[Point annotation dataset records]
>>>>>

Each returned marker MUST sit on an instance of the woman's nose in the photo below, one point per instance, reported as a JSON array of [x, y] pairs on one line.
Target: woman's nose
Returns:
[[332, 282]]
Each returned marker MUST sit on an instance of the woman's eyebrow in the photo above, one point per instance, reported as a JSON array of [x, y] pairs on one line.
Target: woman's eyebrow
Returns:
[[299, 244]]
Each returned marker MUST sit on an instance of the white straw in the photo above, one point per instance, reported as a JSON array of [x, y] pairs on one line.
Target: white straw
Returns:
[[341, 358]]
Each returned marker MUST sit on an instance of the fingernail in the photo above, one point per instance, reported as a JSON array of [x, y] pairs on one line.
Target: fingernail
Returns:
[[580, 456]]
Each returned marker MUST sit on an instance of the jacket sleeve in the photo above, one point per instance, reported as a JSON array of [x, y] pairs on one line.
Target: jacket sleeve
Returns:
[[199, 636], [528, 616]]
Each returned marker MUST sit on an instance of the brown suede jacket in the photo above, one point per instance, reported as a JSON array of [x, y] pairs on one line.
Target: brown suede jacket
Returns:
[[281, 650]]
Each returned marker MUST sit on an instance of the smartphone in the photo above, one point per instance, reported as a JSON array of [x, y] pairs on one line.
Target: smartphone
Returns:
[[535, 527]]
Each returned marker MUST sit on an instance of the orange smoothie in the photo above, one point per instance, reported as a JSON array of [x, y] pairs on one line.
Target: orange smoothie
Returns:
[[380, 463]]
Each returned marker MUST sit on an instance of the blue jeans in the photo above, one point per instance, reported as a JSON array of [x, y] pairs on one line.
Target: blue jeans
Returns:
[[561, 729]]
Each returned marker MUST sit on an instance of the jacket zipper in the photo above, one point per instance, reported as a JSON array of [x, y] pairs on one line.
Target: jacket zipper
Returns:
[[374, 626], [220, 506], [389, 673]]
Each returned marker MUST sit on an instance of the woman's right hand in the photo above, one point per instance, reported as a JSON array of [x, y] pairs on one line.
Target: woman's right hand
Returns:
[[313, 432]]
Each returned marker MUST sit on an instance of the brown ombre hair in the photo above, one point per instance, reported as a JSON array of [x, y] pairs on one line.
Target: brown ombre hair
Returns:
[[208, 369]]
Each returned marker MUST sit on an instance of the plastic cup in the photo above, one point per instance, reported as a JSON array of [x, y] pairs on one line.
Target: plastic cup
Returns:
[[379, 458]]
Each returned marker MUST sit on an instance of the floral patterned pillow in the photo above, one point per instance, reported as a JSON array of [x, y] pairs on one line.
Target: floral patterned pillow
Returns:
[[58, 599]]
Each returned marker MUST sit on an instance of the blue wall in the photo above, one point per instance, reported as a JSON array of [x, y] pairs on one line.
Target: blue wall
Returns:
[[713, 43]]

<<<<<

Problem description ▸ Please edit the records from the line with "the blue jeans" up to and including the line with "[[58, 599]]". Replace "Target" with "Object", keep every other part unchanged, and return only those lines.

Response for this exercise ▸
Each returned marker MUST sit on an instance of the blue jeans in the photo above, one point per instance, reported as a JSON array of [x, y] pairs on one line.
Object: blue jeans
Returns:
[[561, 729]]
Each returned marker MUST sit on an instance of the jacket zipper in the photo above, one point per instance, reported as a JSON array of [x, y] pairs on one line.
Object: jacket zipper
Returns:
[[374, 626], [220, 506], [389, 673]]
Each returned marker MUST sit on an instance of the woman's right hand in the photo above, one point per instance, reported as a JSON array of [x, y] pairs on one line.
Object: woman's right hand
Returns:
[[313, 432]]
Each returned marker MUST sit on an instance of the brown ombre hair in the photo above, one point per instance, reported as a JSON array of [x, y] pairs on one line.
Object: brown ombre hair
Returns:
[[208, 369]]
Each returned marker MUST sit on an instance of the plastic cup in the photo above, one point per instance, reported as a JSON array of [x, y] pairs on one line.
Object: plastic cup
Returns:
[[379, 458]]
Each returned marker MUST sit on an instance of the floral patterned pillow in the photo above, one point per instance, reported as a JSON array of [x, y] pairs on one line.
Object: floral patterned pillow
Returns:
[[58, 599]]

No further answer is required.